GEKOZEN FRAGMENT →
◇ ◇ ◇

Een hoop nieuwe tradities komen echter vanuit Amerika onze kant uitwaaien. Zo hebben wij ondertussen een secretaressedag, waarop elke typemadame van haar baas een bloemetje verwacht. Oh wee als deze dag vergeten of overgeslagen wordt, want dan kan je het, als chef, de rest van het jaar wel schudden. Halloween is ook zo’n ‘transocean’- debielenfeestje, waarbij we met zijn allen als lugubere gekken, verkleed in skeletten, monsters of satanische moordenaars met uitgeholde pompoenkoppen bij elkaar op de stoep belletje- trek gaan doen en om snoep gaan bedelen. En wat dacht U van de ondertussen ingeburgerde traditie, om ondanks de fors uit de pan rijzende elektriciteitsprijzen, tijdens de kerstperiode onze voortuinen en gevels overmatig lichtgevend te versieren. Sinds we al jaren, in de aanloop van het kerstgebeuren, met suikerzoete Amerikaanse happy end versies van White Christmas- films overspoeld worden, hebben wij nu ook in België verschillende malloten die hun gans huis met hevig gekleurde flikkerlichtjes, glinsterende blauwe kerstsleeën, fonkelende groene en roze kerstbomen en schitterende Kerstmannen optuigen. Vanuit een ruimtecapsule kan men het energieverslindende straatje probleemloos in de donkere nacht zien oplichten.
De volgende traditie zou ik eender onder de noemer carnavalsgekte willen catalogeren. De Nederlandse oranjegekte. Wie hiermee begonnen is mag Joost weten, maar blijkbaar weet Joost dus ook niet alles. Bij alle mogelijke traditionele optochten, zoals de circusvertoning op Koning(inne)dag , tooit heel Nederland zich eensgezind in oranje. Heel der straten worden oranje geverfd en sinaasappelkleurige idioten zwaaien zichzelf een tenniselleboog als de Koninklijke poppenkast in een gouden koets voorbij komt rijden. Erger wordt nog de oranjegekte bij voetbalwedstrijden. Hier tooien ze zich met kaasbolhoeden, façon Beatrix, allerhande petten met Hollandse molentjes en hup, Holland hup bustehouders. De oranjemeute gaat, met de Hollandse driekleur op het aangezicht geschilderd, op het oorlogspad. Ze drinken zich het apelazarus, slopen vervolgens na de voetbalnederlaag, bloeddorstig, hele stadscentrums en laten een oranje vernielspoor achter zich. Mogelijk krijgt dit soort tradities stilaan ook voet aan wal in België, want toen de Rode Duivels weer als ‘de Belgische super glue’ opgevoerd werden, scandeerden, riepen, vochten en zopen, een heleboel als duiveltjes verklede en met de Belgische driekleur vol gekliederde Vlamingen en Walen, zich gebroederlijk onder tafel.

◇ ◇ ◇

OEFENOPDRACHTEN →
(a) Wat verwacht elke typemadame op secretaressedag van haar baas volgens het fragment over nieuwe tradities?
(b) Pak het fragment over nieuwe tradities weer op en schrijf het verder, te beginnen na de laatste zin.

◇ ◇ ◇

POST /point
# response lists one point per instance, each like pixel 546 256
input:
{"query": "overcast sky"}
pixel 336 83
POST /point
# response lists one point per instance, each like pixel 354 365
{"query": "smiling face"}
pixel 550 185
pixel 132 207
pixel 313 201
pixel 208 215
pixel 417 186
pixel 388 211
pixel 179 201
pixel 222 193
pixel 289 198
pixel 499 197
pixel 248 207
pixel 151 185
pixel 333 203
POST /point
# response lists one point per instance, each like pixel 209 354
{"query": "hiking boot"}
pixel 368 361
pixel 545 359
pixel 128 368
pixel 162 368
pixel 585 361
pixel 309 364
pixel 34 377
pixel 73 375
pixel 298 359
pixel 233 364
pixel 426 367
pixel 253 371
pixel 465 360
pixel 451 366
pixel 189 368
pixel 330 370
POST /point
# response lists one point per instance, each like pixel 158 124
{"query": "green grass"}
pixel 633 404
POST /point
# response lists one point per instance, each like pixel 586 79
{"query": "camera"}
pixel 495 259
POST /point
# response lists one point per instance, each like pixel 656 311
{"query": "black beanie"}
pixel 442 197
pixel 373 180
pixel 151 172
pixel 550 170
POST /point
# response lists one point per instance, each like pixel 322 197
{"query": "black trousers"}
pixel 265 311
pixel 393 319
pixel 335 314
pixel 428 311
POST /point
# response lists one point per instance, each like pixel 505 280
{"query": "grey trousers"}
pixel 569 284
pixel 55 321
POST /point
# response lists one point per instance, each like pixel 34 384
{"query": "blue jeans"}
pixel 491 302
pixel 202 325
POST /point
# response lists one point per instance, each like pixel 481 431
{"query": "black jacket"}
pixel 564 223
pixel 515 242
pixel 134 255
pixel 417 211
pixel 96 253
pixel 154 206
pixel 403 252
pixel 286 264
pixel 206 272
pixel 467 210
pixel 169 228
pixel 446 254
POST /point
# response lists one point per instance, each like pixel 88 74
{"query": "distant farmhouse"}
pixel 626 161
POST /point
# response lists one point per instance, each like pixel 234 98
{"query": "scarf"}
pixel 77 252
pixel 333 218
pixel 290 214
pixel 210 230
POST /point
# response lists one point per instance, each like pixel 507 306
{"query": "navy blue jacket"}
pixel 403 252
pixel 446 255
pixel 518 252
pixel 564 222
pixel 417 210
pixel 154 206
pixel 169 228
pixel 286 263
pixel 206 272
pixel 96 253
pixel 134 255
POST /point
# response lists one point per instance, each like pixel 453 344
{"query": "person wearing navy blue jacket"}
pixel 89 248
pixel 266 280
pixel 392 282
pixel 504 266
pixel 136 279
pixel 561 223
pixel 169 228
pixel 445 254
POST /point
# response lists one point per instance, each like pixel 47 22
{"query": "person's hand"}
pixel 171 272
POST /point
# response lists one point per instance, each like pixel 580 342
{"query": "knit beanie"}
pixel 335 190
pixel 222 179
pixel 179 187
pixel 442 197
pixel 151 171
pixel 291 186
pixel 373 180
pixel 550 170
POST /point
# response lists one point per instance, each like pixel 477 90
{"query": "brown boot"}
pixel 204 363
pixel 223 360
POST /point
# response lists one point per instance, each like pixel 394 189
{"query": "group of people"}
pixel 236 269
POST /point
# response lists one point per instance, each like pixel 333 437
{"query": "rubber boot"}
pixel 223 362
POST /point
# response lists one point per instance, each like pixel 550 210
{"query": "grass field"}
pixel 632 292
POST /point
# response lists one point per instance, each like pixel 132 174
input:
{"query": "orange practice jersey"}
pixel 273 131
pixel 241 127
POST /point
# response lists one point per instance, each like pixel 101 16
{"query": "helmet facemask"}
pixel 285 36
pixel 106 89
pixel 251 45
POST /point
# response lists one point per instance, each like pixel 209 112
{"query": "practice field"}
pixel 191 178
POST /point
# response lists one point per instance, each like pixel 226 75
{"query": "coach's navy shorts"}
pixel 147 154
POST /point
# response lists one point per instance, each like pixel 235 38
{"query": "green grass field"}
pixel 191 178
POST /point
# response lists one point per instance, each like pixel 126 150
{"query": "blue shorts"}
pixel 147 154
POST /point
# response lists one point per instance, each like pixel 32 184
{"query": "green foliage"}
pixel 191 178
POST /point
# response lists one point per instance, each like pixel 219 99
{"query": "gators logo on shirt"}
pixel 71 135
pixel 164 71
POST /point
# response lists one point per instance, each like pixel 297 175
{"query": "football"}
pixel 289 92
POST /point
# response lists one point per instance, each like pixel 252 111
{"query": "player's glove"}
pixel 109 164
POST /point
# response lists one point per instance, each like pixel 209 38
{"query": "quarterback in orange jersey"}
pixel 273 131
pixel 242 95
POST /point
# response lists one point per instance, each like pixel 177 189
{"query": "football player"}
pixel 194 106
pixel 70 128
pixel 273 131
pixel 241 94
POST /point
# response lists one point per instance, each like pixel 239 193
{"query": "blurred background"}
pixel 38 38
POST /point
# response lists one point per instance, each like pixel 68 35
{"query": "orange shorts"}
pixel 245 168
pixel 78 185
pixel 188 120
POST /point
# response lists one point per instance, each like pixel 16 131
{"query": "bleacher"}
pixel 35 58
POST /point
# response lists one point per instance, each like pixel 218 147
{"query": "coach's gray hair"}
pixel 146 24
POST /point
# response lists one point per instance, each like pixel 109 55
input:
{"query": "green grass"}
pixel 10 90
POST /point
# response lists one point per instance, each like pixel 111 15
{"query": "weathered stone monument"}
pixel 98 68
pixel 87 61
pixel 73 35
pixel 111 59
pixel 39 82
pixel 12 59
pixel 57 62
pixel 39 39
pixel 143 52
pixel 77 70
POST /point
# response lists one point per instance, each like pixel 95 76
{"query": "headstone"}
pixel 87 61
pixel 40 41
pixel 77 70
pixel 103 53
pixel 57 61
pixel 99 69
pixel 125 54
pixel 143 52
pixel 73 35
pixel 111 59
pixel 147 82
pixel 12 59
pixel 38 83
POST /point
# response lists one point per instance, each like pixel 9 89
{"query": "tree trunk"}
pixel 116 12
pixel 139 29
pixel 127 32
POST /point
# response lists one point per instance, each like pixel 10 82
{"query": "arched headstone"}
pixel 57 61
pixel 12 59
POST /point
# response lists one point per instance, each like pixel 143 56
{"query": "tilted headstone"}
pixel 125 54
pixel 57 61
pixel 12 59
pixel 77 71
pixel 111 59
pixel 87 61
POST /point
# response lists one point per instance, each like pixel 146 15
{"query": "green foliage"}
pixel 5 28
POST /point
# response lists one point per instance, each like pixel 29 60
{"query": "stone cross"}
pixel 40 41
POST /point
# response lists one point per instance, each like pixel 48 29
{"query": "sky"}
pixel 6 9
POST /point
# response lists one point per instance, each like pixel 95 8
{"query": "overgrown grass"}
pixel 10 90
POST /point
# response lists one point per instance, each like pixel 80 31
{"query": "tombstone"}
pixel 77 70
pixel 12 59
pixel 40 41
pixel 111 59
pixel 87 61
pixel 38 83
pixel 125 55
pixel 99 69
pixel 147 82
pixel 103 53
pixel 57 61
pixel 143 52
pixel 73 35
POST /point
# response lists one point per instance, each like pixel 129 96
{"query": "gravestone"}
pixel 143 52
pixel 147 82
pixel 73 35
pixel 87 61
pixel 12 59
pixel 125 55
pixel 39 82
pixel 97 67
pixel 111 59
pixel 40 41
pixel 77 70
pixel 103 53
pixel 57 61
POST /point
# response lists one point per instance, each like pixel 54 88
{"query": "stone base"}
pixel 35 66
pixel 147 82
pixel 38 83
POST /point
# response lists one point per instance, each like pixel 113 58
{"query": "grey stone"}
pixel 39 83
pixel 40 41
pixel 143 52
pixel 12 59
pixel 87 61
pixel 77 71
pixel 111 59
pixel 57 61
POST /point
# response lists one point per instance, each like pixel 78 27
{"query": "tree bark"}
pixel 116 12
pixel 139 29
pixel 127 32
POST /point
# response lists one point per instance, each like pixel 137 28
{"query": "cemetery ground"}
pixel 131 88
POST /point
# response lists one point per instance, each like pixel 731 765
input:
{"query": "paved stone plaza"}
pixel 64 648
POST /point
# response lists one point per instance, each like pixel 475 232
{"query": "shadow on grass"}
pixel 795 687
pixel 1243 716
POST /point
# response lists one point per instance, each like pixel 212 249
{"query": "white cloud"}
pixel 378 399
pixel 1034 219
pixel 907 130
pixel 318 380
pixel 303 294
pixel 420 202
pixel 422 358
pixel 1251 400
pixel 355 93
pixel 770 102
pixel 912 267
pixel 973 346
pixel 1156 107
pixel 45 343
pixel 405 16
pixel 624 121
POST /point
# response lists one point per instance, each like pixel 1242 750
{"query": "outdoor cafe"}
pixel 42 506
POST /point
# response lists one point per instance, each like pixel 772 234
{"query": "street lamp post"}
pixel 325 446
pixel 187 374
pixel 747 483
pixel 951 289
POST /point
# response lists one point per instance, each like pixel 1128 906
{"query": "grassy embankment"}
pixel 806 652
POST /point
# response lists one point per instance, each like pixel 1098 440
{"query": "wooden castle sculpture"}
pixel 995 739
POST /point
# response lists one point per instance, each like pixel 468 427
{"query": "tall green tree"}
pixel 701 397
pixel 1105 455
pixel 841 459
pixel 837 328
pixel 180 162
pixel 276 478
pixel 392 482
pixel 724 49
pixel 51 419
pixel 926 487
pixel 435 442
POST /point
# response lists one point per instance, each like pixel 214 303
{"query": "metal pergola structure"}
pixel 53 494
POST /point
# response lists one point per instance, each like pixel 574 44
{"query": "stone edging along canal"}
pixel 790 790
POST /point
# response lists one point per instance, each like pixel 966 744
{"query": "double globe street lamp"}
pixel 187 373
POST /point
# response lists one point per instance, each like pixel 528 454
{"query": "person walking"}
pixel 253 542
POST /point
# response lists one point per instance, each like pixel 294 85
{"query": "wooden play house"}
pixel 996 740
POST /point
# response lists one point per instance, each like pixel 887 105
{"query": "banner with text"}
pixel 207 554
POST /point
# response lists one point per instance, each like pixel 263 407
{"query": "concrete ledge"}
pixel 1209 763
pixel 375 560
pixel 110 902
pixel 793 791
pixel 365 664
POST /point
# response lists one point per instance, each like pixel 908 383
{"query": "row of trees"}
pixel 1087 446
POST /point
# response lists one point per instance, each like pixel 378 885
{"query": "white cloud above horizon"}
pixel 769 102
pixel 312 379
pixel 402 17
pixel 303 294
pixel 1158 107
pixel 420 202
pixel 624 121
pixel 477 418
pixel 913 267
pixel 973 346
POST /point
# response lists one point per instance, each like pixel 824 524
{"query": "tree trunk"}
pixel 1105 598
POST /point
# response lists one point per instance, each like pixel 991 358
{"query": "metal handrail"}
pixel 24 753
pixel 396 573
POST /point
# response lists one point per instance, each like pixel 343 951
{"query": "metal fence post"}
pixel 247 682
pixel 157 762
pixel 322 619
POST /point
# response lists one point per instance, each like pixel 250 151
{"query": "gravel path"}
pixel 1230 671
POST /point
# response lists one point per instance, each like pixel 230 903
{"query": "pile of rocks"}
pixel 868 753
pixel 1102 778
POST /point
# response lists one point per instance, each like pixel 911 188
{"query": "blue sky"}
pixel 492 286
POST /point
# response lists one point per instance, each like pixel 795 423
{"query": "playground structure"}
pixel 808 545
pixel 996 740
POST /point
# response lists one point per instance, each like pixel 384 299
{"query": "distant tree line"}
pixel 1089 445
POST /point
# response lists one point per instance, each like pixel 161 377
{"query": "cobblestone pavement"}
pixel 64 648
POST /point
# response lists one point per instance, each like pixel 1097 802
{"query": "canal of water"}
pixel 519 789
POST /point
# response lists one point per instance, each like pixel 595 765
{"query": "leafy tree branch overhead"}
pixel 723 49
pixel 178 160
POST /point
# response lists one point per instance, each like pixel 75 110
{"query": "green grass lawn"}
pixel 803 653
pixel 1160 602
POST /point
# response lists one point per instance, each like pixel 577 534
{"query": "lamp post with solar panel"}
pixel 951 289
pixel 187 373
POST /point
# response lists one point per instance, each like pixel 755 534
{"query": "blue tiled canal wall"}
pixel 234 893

◇ ◇ ◇

ANTWOORDEN →
(a) Een bloemetje.

(b)
In Thailand heeft men de traditionele Long Neck vrouwen. Hier hangen de moeders nog steeds gouden ringen rond de hals van de meisjes, zodat hun schouders naar beneden gedrukt worden en hun hals langer lijkt, dit alles om de toeristen te plezieren en geld in het laatje te krijgen In Afrikaanse landen is de vrouwenbesnijdenis nog steeds een overleveringsritueel en in sommige grauwe en enge moslimlanden zijn een partijtje vrouwensteniging en homo’s ophangen nog steeds traditionele toppers.
In Spanje vinden we de jaarlijkse traditionele stierenloop. De stieren worden door een hoop haantjes opgejut en door de straten van Pamplona gejaagd. Deze dieren beleven hier misschien de stierenvechterwraak van hun leven. Soms worden er machojongens door de stieren vertrappeld en een overmoedige wordt somtijds op de horens de straat in gecatapulteerd. Een enkeling met toreadorallures krijgt een punt van de hoornen tussen zijn Spaanse klokkenspel en wordt onder luid applaus en Olé-Olé- gejuich van de menigte met de ambulance afgevoerd. Ik ben er zeker van dat deze, nu voortplantingsloze, corrida- man nog lang over deze traditie zal nadenken.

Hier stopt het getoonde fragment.